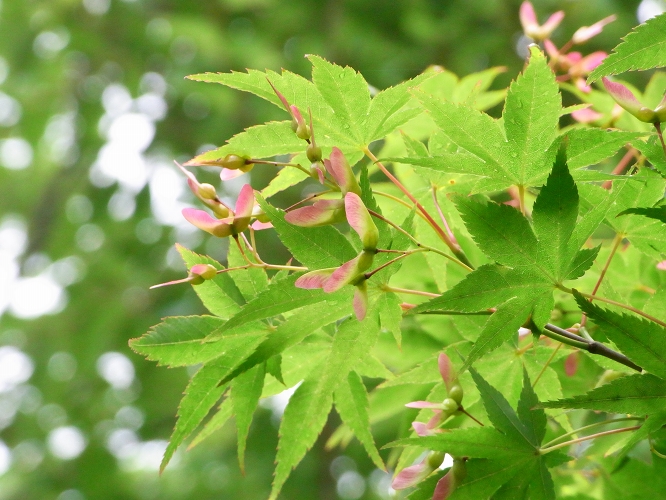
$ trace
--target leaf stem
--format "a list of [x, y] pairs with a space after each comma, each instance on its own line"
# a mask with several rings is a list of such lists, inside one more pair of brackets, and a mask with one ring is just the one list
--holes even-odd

[Stated problem] Give the text lines of the data above as a JSON list of strings, one string per line, skipping blank lines. Leave the pictures out of the answer.

[In response]
[
  "$ trace",
  "--target leaf stem",
  "--format \"a list of [x, y] pairs with a space after each comma, each instance on its own line\"",
  "# a mask with several rings is a list of such lists, inside one more pair of brackets, and a mask with one ring is just the one list",
  "--holes even-odd"
]